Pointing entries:
________
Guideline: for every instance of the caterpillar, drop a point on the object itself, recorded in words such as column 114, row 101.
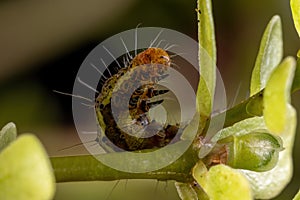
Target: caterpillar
column 146, row 69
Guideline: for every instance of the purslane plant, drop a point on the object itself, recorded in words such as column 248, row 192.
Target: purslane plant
column 254, row 145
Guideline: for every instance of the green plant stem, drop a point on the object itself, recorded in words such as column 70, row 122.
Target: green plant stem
column 88, row 168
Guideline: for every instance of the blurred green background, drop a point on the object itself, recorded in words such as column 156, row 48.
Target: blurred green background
column 43, row 43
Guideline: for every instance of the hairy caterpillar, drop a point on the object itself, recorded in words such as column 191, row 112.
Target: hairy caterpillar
column 145, row 70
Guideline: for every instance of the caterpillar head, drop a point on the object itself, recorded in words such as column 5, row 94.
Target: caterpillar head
column 152, row 55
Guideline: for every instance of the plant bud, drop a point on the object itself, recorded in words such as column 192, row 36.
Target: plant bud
column 254, row 151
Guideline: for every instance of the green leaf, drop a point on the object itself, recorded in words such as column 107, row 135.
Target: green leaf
column 222, row 182
column 185, row 191
column 296, row 82
column 269, row 55
column 295, row 6
column 280, row 118
column 7, row 135
column 277, row 96
column 25, row 171
column 297, row 197
column 241, row 128
column 207, row 58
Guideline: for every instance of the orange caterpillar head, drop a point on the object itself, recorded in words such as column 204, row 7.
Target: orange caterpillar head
column 152, row 55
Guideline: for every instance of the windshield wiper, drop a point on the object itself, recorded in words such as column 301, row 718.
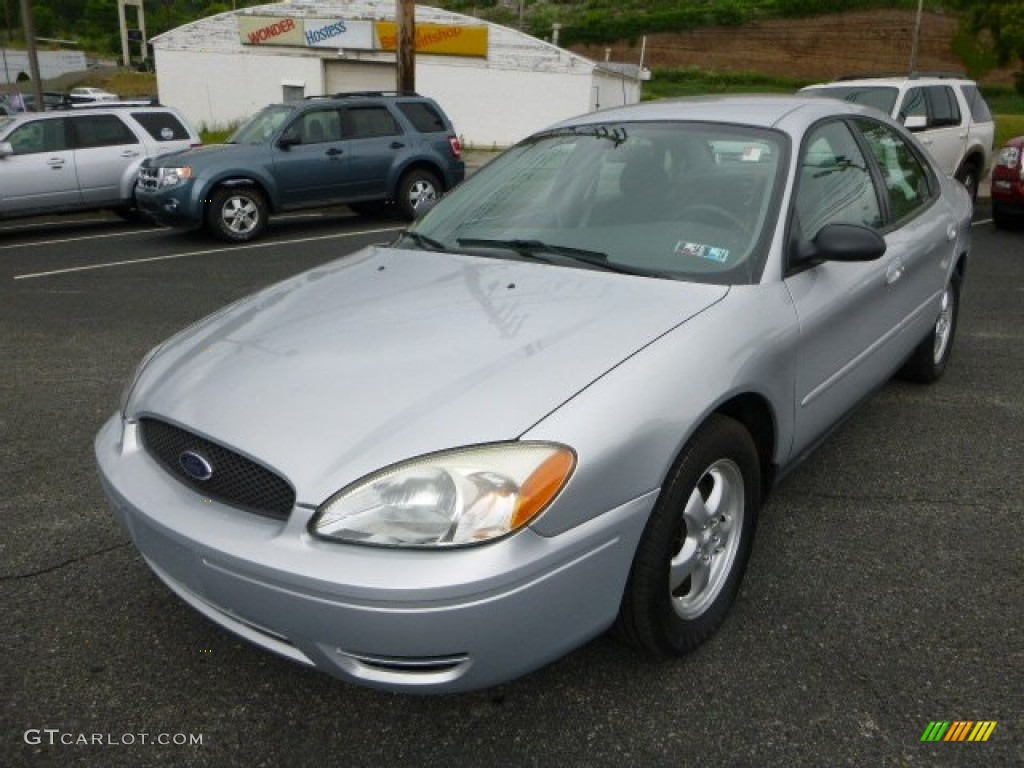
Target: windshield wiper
column 424, row 242
column 534, row 248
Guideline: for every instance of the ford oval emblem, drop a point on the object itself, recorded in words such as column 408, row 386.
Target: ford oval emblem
column 196, row 466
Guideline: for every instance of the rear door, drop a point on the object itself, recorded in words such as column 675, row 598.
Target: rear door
column 921, row 235
column 377, row 142
column 40, row 175
column 107, row 154
column 848, row 318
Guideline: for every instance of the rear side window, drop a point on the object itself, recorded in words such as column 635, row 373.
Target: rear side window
column 976, row 102
column 37, row 136
column 369, row 122
column 423, row 117
column 907, row 181
column 942, row 107
column 101, row 130
column 163, row 126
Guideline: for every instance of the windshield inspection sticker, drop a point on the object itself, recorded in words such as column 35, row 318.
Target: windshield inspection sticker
column 721, row 255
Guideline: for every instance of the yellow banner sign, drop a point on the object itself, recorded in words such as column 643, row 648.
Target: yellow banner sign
column 437, row 38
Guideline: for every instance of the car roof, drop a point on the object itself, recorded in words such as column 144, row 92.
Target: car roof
column 894, row 81
column 757, row 111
________
What is needed: Reproduce the entries above verbatim, from the line with "Guideline: for every instance of the purslane" to the line with "column 145, row 70", including both of those lines.

Solution for this problem:
Guideline: for every instance of the purslane plant, drop a point on the object itself, recorded in words such as column 248, row 192.
Target: purslane plant
column 254, row 145
Guideline: for every instance of the green plant stem, drop a point on the object itself, recorded in words such as column 70, row 122.
Target: green plant stem
column 88, row 168
Guideline: for every instance of the blurred green background, drop a point on the object itself, recorded in words such as column 156, row 48.
Target: blurred green background
column 43, row 43
Guideline: for every instance of the hairy caterpillar, drop a point on the object itself, recorded in words such as column 191, row 112.
Target: hairy caterpillar
column 145, row 70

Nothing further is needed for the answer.